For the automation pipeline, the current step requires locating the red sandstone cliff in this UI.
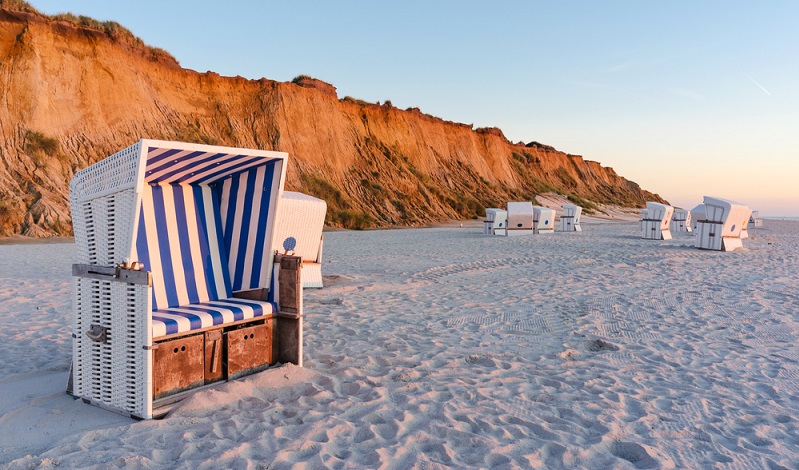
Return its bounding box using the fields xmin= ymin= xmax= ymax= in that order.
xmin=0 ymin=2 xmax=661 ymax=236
---
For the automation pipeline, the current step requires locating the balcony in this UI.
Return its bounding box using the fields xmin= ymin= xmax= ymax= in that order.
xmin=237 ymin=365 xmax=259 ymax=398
...
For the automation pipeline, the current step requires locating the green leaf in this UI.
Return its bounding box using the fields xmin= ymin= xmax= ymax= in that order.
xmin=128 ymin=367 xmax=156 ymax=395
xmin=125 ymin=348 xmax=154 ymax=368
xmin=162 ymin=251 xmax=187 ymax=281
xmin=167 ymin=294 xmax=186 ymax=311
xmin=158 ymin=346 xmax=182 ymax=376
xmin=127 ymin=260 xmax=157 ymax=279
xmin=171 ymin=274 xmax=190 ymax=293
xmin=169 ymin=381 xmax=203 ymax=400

[Aim]
Output the part of the listing from the line with "balcony in this UI." to the line with "xmin=237 ymin=365 xmax=259 ymax=398" as a two-column CSV with the headers request and answer, one row per request, each field quoted and with line breaks replaced by spaces.

[Full output]
request,answer
"For the automation pipeline, the current step requires locating the balcony in this UI. Return its bounding box using the fields xmin= ymin= xmax= ymax= in that order.","xmin=237 ymin=365 xmax=259 ymax=398"